TEXT SHOWN
* Begin *

Process file regardless of the platform it was created on

andreas1234567 has asked for the wisdom of the Perl Monks concerning the following question:

Related nodes:

I primarily work in a linux server environment. I often encounter files that were originally written on another operating system. That can make life hard for scripts like the following:

$ echo -e "123\n456\n789" > foo.txt
$ hexdump -C foo.txt
00000000  31 32 33 0a 34 35 36 0a  37 38 39 0a              |123.456.7
+89.|
0000000c
$ cat foo.txt | perl -wle 'use strict; while(my $line = <>) { chomp $l
+ine; ($line =~ m/^\d+$/) ? print qq{number ok:"$line"} : print qq{num
+ber error:"$line"} }'
number ok:"123"
number ok:"456"
number ok:"789"
$ unix2dos foo.txt
unix2dos: converting file foo.txt to DOS format ...
$ hexdump -C foo.txt
00000000  31 32 33 0d 0a 34 35 36  0d 0a 37 38 39 0d 0a     |123..456.
+.789..|
0000000f
$ cat foo.txt | perl -wle 'use strict; while(my $line = <>) { chomp $l
+ine; ($line =~ m/^\d+$/) ? print qq{number ok:"$line"} : print qq{num
+ber error:"$line"} }'
"umber error:"123
"umber error:"456
"umber error:"789
$
[download]

I'd like my scripts to be platform-agnotic, that is, process files regardless of being created on a Unix, Windows or Mac platform.

I use unix2dos manually on occations, but I'd rather have my perl scripts do this themselves when they encounter files created on a foreign operating system. Is there a reliable way to do this?

--
No matter how great and destructive your problems may seem now, remember, you've probably only seen the tip of them. [1]

Comment on Process file regardless of the platform it was created on Download Code

Replies are listed 'Best First'.

* End *

EXERCISE SET
1. In the forum post, what kind of environment does the poster primarily work in?
2. Transcribe a passage of the forum post, starting at the words "I use unix2dos" and stopping after the words "listed 'Best First'.".

STORED RECORDS
* Begin *

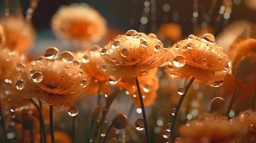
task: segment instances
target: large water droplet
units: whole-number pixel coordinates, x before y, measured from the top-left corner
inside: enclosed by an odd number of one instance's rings
[[[82,80],[82,81],[81,81],[80,85],[81,85],[81,86],[82,86],[83,88],[84,88],[88,86],[88,81],[87,81],[87,80],[85,79],[83,79]]]
[[[18,90],[22,90],[25,87],[25,83],[23,80],[20,79],[16,82],[16,88]]]
[[[145,128],[144,125],[144,121],[143,121],[143,118],[140,118],[138,119],[135,122],[135,128],[137,130],[141,131]]]
[[[175,115],[175,112],[176,112],[176,108],[174,108],[172,109],[171,114],[173,116],[174,116]]]
[[[72,105],[68,108],[68,114],[70,116],[74,117],[78,114],[79,109],[75,105]]]
[[[212,34],[206,33],[203,36],[203,42],[208,42],[212,44],[215,42],[215,38]]]
[[[59,53],[58,49],[56,47],[48,48],[45,52],[45,57],[48,59],[54,59],[58,57]]]
[[[36,83],[38,83],[42,81],[43,78],[43,75],[40,72],[36,72],[32,76],[32,80],[34,82]]]
[[[128,48],[124,48],[121,50],[121,55],[123,57],[128,56],[130,54],[130,51]]]
[[[111,43],[111,47],[113,49],[119,48],[121,46],[121,42],[119,40],[115,40],[113,41]]]
[[[181,68],[185,66],[186,59],[185,57],[181,55],[177,55],[173,59],[173,64],[175,67]]]
[[[183,87],[180,87],[178,88],[178,94],[182,95],[185,93],[185,88]]]
[[[73,54],[69,51],[64,51],[61,52],[60,57],[63,62],[67,63],[71,63],[74,60]]]
[[[126,39],[136,38],[138,37],[138,32],[136,30],[131,29],[128,30],[126,33]]]

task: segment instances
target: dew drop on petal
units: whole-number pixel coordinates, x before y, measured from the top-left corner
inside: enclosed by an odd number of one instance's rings
[[[42,73],[38,72],[34,73],[32,76],[32,80],[34,82],[36,83],[38,83],[42,81],[43,78],[43,75]]]
[[[113,49],[120,48],[121,45],[121,42],[119,40],[115,40],[111,43],[111,48]]]
[[[44,55],[47,59],[54,59],[57,58],[59,53],[58,49],[57,48],[51,47],[45,51]]]
[[[215,42],[215,38],[211,34],[206,33],[203,36],[203,42],[213,44]]]
[[[175,112],[176,112],[176,108],[174,108],[172,109],[171,114],[173,116],[174,116],[175,115]]]
[[[144,121],[143,121],[143,118],[140,118],[137,119],[135,122],[135,128],[137,130],[141,131],[145,128],[144,125]]]
[[[136,38],[138,37],[138,32],[136,30],[131,29],[128,30],[126,33],[126,39]]]
[[[78,114],[79,109],[75,105],[72,105],[68,108],[68,114],[70,116],[74,117]]]
[[[23,80],[20,79],[16,82],[16,88],[18,90],[22,90],[25,87],[25,83]]]
[[[170,137],[171,136],[171,133],[170,132],[167,130],[165,130],[163,132],[163,137],[165,139],[167,139]]]
[[[186,59],[185,57],[181,55],[177,55],[173,59],[173,64],[175,67],[181,68],[185,66]]]
[[[83,88],[84,88],[85,87],[86,87],[88,86],[88,81],[87,81],[87,80],[85,79],[83,79],[82,80],[82,81],[81,81],[80,85],[81,85],[81,86],[82,86]]]
[[[178,88],[178,94],[182,95],[185,93],[185,88],[183,87],[180,87]]]

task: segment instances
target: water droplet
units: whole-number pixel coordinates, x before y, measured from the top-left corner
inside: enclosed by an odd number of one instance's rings
[[[195,44],[194,44],[194,43],[193,43],[193,42],[189,42],[186,44],[186,47],[188,48],[188,49],[192,49],[193,48],[194,48],[194,46],[195,46]]]
[[[25,87],[25,83],[23,80],[20,79],[16,82],[16,88],[18,90],[22,90]]]
[[[121,55],[123,57],[128,56],[130,54],[130,50],[127,48],[124,48],[121,50]]]
[[[179,50],[181,47],[181,44],[180,44],[178,43],[176,46],[175,46],[175,49],[176,50]]]
[[[118,82],[118,81],[108,79],[108,82],[111,85],[115,85]]]
[[[157,52],[161,51],[162,48],[160,45],[157,44],[155,46],[155,48],[154,49],[155,51]]]
[[[165,130],[163,132],[163,137],[165,139],[167,139],[170,137],[171,136],[171,133],[167,130]]]
[[[17,111],[17,110],[18,110],[18,108],[16,106],[13,105],[12,106],[11,106],[11,109],[10,109],[11,112],[14,112]]]
[[[111,47],[113,49],[119,48],[121,46],[121,42],[119,40],[114,40],[111,43]]]
[[[60,55],[60,57],[63,62],[67,63],[71,63],[74,60],[73,53],[69,51],[64,51],[61,52]]]
[[[202,64],[204,66],[207,65],[207,61],[206,59],[203,59],[202,60]]]
[[[87,81],[87,80],[85,79],[83,79],[82,80],[82,81],[81,81],[80,85],[81,85],[81,86],[82,86],[83,88],[84,88],[88,86],[88,81]]]
[[[178,94],[182,95],[185,93],[185,88],[183,87],[180,87],[178,88]]]
[[[144,125],[144,121],[143,121],[143,118],[140,118],[138,119],[137,121],[135,122],[135,128],[137,130],[141,131],[145,128]]]
[[[171,114],[173,116],[174,116],[175,115],[175,112],[176,112],[176,108],[174,108],[172,109]]]
[[[48,48],[45,52],[45,57],[48,59],[54,59],[58,57],[59,53],[58,49],[56,47]]]
[[[206,33],[203,36],[203,42],[208,42],[212,44],[215,42],[215,38],[212,34]]]
[[[126,39],[137,38],[138,37],[138,32],[136,30],[131,29],[126,32]]]
[[[185,57],[181,55],[177,55],[173,59],[173,64],[175,67],[181,68],[185,66],[186,59]]]
[[[193,39],[194,39],[194,38],[195,38],[195,35],[193,35],[193,34],[190,34],[189,36],[189,37],[188,38],[188,39],[189,39],[189,40],[192,40]]]
[[[36,83],[38,83],[42,81],[43,78],[43,75],[42,73],[38,72],[34,73],[32,76],[32,80],[34,82]]]
[[[68,114],[70,116],[74,117],[78,114],[79,109],[75,105],[72,105],[68,108]]]
[[[103,48],[101,50],[101,55],[104,55],[106,53],[108,49],[107,49],[106,48]]]
[[[146,48],[148,45],[148,43],[146,41],[143,41],[141,42],[141,47]]]
[[[168,123],[166,125],[166,130],[168,132],[171,132],[171,128],[172,124],[171,123]]]

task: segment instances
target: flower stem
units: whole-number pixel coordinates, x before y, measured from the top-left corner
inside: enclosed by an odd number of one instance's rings
[[[40,126],[42,127],[42,134],[40,134],[41,136],[40,138],[42,138],[42,136],[43,135],[45,143],[46,143],[46,133],[45,132],[45,122],[44,121],[43,118],[43,114],[42,113],[42,110],[38,106],[35,102],[35,101],[31,99],[29,99],[29,101],[31,102],[36,108],[39,114],[39,118],[40,119]],[[41,140],[40,139],[40,141]]]
[[[146,113],[145,111],[145,107],[144,107],[144,103],[143,103],[143,99],[142,95],[141,95],[141,91],[140,90],[139,84],[139,80],[138,78],[135,79],[136,82],[136,86],[138,89],[138,93],[139,94],[139,101],[140,105],[142,110],[142,116],[143,117],[143,121],[144,122],[144,126],[145,127],[145,132],[146,133],[146,138],[147,143],[150,143],[150,137],[149,136],[149,133],[148,133],[148,125],[147,123],[147,119],[146,118]]]
[[[238,95],[242,91],[242,90],[238,90],[238,86],[237,86],[236,87],[236,89],[235,89],[235,91],[234,91],[234,93],[233,93],[233,95],[232,96],[232,98],[231,98],[231,100],[230,101],[230,103],[229,103],[229,107],[227,108],[227,113],[226,113],[226,116],[227,117],[229,117],[229,113],[230,113],[230,111],[231,111],[231,109],[232,109],[232,107],[233,106],[236,100],[238,97]]]
[[[103,143],[106,143],[106,140],[107,140],[107,138],[108,137],[108,133],[109,132],[109,131],[110,131],[110,129],[111,129],[111,128],[112,128],[112,127],[113,127],[113,124],[111,124],[109,126],[109,127],[108,127],[108,130],[107,130],[107,132],[106,132],[106,134],[105,136],[105,137],[104,138],[104,139],[103,140]]]
[[[171,127],[171,134],[170,136],[170,138],[173,140],[173,134],[174,134],[174,129],[175,129],[175,125],[176,124],[176,122],[177,121],[177,117],[178,117],[178,114],[179,114],[179,111],[180,111],[180,107],[181,106],[181,104],[182,103],[182,101],[186,96],[187,93],[188,92],[188,91],[190,88],[190,86],[192,85],[192,83],[195,80],[195,78],[192,77],[189,82],[189,83],[186,85],[186,88],[185,88],[185,92],[184,92],[184,94],[181,96],[180,97],[180,101],[179,101],[179,103],[178,103],[178,105],[177,105],[177,107],[176,109],[176,110],[175,112],[175,114],[174,114],[174,117],[173,119],[173,123],[172,124]]]
[[[54,143],[55,142],[54,140],[54,131],[53,126],[53,106],[50,105],[50,130],[51,137],[52,138],[52,143]]]
[[[255,104],[255,100],[256,100],[256,86],[254,87],[254,90],[253,92],[253,95],[252,97],[252,103],[251,104],[251,106],[250,106],[250,109],[252,110],[254,110],[254,104]]]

* End *

TASK-BY-TASK OUTPUTS
1. A Linux server environment.

2.
I use unix2dos manually on occations, but I'd rather have my perl scripts do this themselves when they encounter files created on a foreign operating system. Is there a reliable way to do this?

--
No matter how great and destructive your problems may seem now, remember, you've probably only seen the tip of them. [1]

Comment on Process file regardless of the platform it was created on Download Code

Replies are listed 'Best First'.